● **GOAL**: Reproduce the entries below, substituting "coat sleeve" for each occurrence of "jacket sleeve" and keeping everything else identical. Leave the pictures out of your answer.

-- start EXTRACTED MATERIAL --

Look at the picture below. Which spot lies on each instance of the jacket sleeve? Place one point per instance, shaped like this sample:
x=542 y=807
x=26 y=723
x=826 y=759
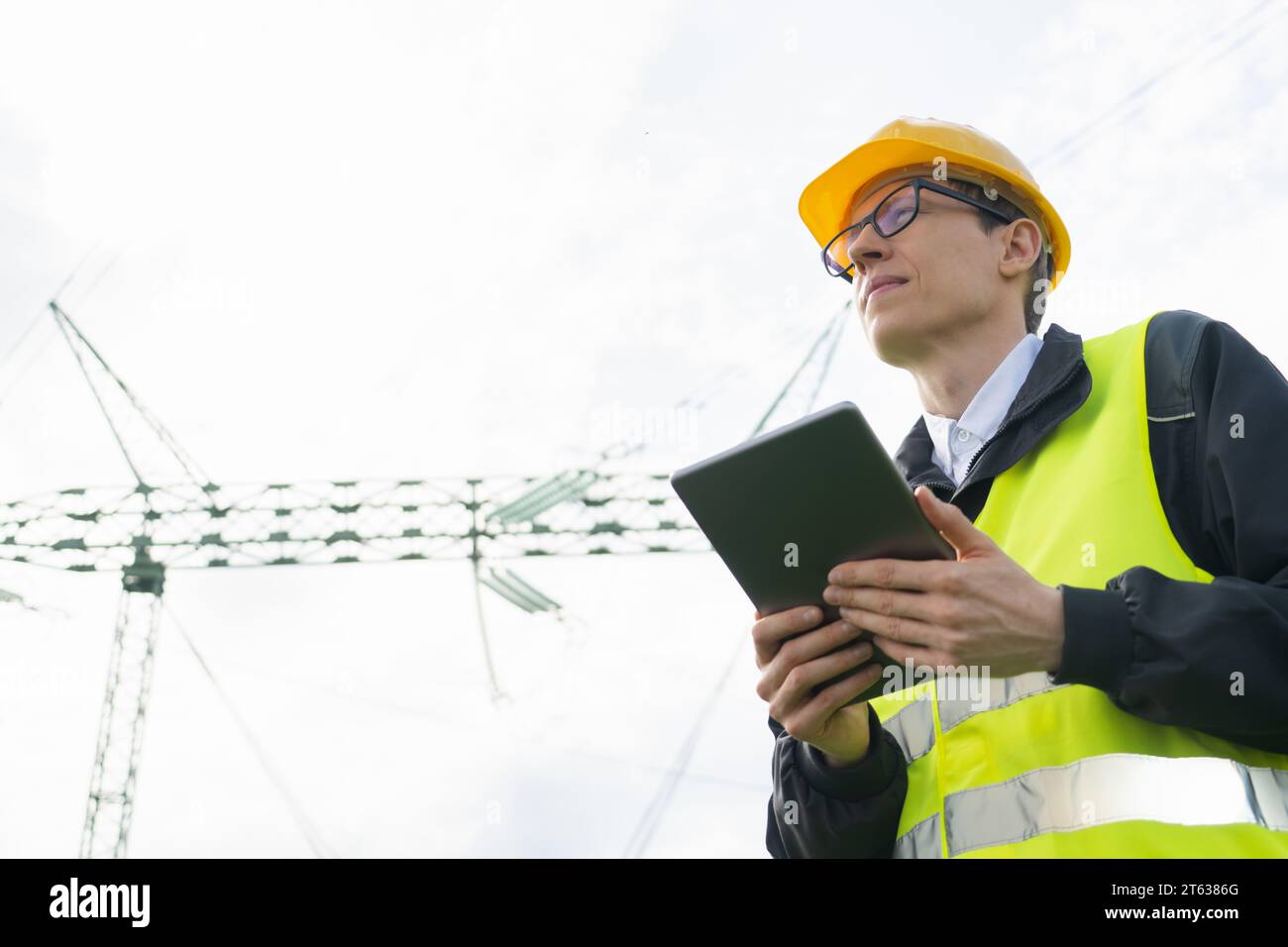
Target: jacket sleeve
x=835 y=812
x=1210 y=656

-- end EXTRACTED MATERIAL --

● **WRITTEN RESPONSE**:
Look at the picture below. Which spot lies on each instance of the coat sleeve? Place one point per instance, shaped like this sample:
x=542 y=807
x=26 y=723
x=826 y=759
Target: coat sleeve
x=835 y=812
x=1210 y=656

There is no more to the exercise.